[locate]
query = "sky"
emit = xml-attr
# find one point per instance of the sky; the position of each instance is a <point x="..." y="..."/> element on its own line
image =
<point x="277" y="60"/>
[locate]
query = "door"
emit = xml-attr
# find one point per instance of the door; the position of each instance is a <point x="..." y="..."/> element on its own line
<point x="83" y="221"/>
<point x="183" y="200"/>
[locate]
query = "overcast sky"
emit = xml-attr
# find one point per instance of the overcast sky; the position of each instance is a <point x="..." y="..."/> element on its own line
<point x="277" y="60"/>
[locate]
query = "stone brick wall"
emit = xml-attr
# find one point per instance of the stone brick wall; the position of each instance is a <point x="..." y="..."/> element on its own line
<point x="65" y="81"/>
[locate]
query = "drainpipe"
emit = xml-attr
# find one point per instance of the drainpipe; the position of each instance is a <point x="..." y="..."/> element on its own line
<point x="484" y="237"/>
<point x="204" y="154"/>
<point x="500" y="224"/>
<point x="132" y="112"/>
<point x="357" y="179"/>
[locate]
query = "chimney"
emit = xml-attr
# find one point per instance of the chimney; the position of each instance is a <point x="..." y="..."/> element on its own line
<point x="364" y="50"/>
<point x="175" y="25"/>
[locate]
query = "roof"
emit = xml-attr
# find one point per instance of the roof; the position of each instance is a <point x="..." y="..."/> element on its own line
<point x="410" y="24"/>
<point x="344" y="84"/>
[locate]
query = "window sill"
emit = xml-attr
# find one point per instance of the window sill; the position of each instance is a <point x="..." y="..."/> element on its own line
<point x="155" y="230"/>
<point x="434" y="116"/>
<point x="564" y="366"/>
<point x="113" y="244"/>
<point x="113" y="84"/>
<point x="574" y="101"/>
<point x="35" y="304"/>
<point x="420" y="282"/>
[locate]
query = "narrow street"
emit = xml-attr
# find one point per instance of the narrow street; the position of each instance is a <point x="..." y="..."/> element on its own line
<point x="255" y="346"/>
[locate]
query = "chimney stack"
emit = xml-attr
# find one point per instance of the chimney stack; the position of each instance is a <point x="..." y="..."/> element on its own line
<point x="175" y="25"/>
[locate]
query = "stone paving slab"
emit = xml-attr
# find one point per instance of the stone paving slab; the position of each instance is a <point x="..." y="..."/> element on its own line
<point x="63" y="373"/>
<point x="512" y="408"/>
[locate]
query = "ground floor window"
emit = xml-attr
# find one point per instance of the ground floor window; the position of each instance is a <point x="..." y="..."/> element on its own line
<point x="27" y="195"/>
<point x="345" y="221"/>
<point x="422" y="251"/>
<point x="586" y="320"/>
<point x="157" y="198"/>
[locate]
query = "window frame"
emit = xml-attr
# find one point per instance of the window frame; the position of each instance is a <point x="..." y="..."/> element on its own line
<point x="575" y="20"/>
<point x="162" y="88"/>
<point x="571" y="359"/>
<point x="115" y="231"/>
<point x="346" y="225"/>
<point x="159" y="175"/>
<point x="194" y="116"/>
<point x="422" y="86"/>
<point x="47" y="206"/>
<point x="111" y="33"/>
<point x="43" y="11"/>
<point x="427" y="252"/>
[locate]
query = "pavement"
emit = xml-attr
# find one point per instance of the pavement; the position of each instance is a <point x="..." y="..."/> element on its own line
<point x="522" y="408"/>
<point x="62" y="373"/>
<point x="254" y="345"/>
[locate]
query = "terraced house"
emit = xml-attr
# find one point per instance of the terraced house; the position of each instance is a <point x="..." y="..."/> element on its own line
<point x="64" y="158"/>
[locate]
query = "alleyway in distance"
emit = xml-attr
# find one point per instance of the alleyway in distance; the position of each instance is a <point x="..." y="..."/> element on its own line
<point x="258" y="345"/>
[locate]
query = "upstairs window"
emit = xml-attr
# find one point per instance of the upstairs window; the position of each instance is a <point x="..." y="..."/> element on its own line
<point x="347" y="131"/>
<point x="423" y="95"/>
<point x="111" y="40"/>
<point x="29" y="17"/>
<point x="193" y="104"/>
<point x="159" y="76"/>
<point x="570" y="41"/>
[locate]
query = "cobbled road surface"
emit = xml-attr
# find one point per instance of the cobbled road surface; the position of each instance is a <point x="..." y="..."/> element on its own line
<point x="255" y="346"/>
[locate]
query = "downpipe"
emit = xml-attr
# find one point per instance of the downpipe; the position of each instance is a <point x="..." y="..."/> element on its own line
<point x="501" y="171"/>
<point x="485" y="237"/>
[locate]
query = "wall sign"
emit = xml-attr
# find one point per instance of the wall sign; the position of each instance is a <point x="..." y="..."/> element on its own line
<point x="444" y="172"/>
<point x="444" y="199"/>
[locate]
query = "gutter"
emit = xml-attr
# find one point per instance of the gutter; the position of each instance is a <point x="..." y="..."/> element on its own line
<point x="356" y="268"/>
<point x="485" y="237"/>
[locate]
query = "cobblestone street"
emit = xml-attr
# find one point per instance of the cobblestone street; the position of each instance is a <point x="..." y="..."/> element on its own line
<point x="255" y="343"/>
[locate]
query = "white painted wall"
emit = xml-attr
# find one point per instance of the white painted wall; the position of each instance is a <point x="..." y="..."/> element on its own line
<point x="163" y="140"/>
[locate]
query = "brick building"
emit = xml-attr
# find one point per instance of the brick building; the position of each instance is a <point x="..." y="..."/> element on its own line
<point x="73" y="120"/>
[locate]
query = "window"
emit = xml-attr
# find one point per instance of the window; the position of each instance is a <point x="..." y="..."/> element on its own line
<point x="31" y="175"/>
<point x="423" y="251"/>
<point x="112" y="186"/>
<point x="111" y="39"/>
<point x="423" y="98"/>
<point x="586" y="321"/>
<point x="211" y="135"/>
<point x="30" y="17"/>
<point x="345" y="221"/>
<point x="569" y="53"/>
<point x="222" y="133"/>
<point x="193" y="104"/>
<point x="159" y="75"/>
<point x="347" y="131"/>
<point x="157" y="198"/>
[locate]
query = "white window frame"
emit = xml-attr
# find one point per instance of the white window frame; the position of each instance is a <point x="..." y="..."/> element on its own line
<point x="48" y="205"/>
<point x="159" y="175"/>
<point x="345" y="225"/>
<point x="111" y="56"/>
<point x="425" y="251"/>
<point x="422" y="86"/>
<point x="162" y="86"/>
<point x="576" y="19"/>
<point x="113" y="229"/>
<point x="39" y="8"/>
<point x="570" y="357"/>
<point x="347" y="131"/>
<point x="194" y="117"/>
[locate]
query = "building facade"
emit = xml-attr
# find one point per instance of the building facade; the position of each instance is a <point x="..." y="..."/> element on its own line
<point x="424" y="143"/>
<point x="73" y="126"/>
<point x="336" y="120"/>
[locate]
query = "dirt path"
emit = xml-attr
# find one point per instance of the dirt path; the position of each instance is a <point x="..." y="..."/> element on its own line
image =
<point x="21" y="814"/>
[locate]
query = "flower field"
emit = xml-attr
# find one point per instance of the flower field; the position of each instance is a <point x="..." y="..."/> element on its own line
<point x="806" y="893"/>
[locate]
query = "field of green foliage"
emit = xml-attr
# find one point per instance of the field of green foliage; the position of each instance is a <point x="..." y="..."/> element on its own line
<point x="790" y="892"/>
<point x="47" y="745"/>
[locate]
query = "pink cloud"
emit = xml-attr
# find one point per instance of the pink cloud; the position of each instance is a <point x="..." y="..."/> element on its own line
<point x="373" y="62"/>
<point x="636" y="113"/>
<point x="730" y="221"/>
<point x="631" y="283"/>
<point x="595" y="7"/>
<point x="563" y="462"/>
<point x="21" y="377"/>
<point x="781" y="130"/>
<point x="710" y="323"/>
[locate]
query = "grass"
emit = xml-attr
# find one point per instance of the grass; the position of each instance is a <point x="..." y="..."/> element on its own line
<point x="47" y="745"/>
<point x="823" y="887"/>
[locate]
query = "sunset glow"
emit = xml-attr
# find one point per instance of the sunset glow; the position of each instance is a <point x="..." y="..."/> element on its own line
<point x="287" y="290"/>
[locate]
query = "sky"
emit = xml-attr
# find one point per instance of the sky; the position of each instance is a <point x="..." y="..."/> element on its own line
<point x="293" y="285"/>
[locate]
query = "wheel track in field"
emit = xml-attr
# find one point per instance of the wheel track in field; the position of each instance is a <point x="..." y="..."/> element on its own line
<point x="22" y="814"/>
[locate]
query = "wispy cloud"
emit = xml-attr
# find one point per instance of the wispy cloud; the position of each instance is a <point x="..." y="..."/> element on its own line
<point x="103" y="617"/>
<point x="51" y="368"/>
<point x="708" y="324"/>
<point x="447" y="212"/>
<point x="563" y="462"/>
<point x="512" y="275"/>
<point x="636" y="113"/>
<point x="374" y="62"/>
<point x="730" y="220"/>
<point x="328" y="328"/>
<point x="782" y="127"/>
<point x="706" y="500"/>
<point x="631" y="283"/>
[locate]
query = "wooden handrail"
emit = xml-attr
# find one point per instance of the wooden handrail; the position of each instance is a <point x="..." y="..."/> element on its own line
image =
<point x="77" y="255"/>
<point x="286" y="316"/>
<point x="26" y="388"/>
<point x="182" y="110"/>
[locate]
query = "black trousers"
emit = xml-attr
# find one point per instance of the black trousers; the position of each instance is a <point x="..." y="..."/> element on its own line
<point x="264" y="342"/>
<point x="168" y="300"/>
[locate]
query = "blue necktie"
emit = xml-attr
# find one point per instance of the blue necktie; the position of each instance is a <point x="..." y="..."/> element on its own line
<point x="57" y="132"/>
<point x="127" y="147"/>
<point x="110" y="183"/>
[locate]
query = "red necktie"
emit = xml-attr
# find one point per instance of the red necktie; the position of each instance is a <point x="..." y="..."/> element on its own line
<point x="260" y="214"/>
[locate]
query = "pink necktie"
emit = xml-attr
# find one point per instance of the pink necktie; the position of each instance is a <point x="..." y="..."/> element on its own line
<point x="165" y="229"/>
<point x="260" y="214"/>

☆ ☆ ☆

Pull out every line of the entries above that contains the string "street". The match is case-sensitive.

query = "narrow street"
# find one point per instance of the narrow street; the position of each instance is a <point x="..." y="..."/> element on its own line
query = "cobblestone street"
# find one point per instance of the cobblestone street; the position of each instance is a <point x="..." y="..."/> element on its own line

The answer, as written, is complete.